— Objectives —
**a.** Answer these questions about the Falkland Sound review:
(i) How many miles did Brad Birch travel to reach the Falkland Islands?
(ii) Who created the play's design?
(iii) What does the review say is eaten for breakfast?
**b.** In the Falkland Sound review, why do the cast shuffle little houses about the stage?
**c.** Reproduce the Falkland Sound review from the words "Falkland Sound review" through "the world’s attention.", swapping "uncle" for "grandfather".

Falkland Sound review – the RSC’s history play tells the islanders’ story

The RSC’s Falkland Sound.
Political pawns … the RSC’s Falkland Sound. Photograph: Ellie Kurttz

When the RSC invited Brad Birch to write a play about Britain, his first impulse was to travel 8,000 miles, to the Falkland Islands. His uncle had served in the conflict over the colony and, 40 years on, Birch wondered about the islanders’ experience – forgotten people who for 74 days were the centre of the world’s attention.

Aldo Vázquez’s design has a model village charm –miniature versions of the distinctive clapboard houses on a felty floor of moss and khaki. It’s like an English rural town – though its climate is forbidding, its roads lumpy (“imagine a carpet made out of porridge”) and breakfast is scrambled penguin eggs.

Everything changes when Argentine troops fetch up on South Georgia. Occupation and liberation prove equally disorienting – the cast blink out with apprehensive eyes and shuffle little houses about the stage: their settled lives have been unmoored.

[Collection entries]

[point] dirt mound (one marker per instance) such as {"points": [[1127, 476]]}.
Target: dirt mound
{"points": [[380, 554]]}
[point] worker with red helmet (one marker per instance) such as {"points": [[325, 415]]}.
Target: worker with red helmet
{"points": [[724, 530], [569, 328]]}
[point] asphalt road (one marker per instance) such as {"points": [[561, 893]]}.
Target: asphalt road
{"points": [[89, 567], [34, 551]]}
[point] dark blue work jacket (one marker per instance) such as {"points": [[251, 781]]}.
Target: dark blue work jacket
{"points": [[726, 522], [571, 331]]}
---
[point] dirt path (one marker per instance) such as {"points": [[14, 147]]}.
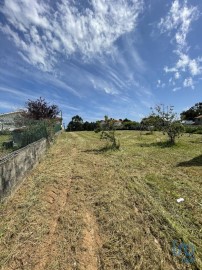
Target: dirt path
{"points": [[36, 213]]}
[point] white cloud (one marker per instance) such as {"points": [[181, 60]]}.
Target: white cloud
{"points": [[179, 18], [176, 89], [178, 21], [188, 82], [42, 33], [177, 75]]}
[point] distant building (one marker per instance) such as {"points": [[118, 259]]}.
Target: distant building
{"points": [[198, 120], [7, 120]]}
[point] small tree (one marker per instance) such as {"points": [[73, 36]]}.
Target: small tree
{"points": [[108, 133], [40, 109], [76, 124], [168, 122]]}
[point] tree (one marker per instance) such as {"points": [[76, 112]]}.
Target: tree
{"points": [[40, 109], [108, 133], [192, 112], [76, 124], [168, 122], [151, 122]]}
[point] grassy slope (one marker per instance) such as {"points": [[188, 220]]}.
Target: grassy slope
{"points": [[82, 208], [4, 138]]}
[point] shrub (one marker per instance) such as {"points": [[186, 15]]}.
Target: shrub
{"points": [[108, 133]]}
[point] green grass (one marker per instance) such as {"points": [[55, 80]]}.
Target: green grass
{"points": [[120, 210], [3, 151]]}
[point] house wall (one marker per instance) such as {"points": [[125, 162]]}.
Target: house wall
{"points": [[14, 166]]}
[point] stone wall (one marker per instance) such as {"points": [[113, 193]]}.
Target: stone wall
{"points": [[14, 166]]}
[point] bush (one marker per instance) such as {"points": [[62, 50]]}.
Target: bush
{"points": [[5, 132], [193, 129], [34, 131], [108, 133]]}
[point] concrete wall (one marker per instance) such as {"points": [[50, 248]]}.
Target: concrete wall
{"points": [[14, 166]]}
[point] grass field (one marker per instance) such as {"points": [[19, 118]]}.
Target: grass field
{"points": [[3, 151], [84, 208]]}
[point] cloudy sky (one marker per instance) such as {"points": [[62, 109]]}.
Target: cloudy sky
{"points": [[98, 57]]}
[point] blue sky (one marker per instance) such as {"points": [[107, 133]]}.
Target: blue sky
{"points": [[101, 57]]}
--
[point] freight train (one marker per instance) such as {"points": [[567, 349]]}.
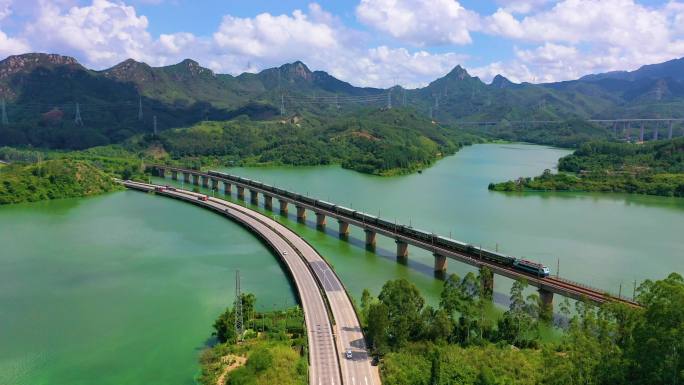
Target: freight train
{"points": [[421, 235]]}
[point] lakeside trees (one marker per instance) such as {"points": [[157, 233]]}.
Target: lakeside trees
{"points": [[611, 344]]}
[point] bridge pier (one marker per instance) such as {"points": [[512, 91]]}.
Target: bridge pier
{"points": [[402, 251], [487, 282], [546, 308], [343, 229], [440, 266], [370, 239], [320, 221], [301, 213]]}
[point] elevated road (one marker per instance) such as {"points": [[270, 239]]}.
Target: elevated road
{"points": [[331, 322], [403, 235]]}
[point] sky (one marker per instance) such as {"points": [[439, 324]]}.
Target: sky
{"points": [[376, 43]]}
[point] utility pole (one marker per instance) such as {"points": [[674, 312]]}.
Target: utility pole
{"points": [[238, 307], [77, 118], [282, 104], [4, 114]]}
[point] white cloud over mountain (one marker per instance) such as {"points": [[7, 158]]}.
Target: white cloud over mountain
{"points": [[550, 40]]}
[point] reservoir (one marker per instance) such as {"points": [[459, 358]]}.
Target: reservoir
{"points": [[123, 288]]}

— Set of answers —
**a.**
(i) 8,000 miles
(ii) Aldo Vázquez
(iii) Scrambled penguin eggs

**b.** The shuffling shows that the islanders' settled lives have been unmoored. Both the occupation and the liberation prove equally disorienting to them.

**c.**
Falkland Sound review – the RSC’s history play tells the islanders’ story

The RSC’s Falkland Sound.
Political pawns … the RSC’s Falkland Sound. Photograph: Ellie Kurttz

When the RSC invited Brad Birch to write a play about Britain, his first impulse was to travel 8,000 miles, to the Falkland Islands. His grandfather had served in the conflict over the colony and, 40 years on, Birch wondered about the islanders’ experience – forgotten people who for 74 days were the centre of the world’s attention.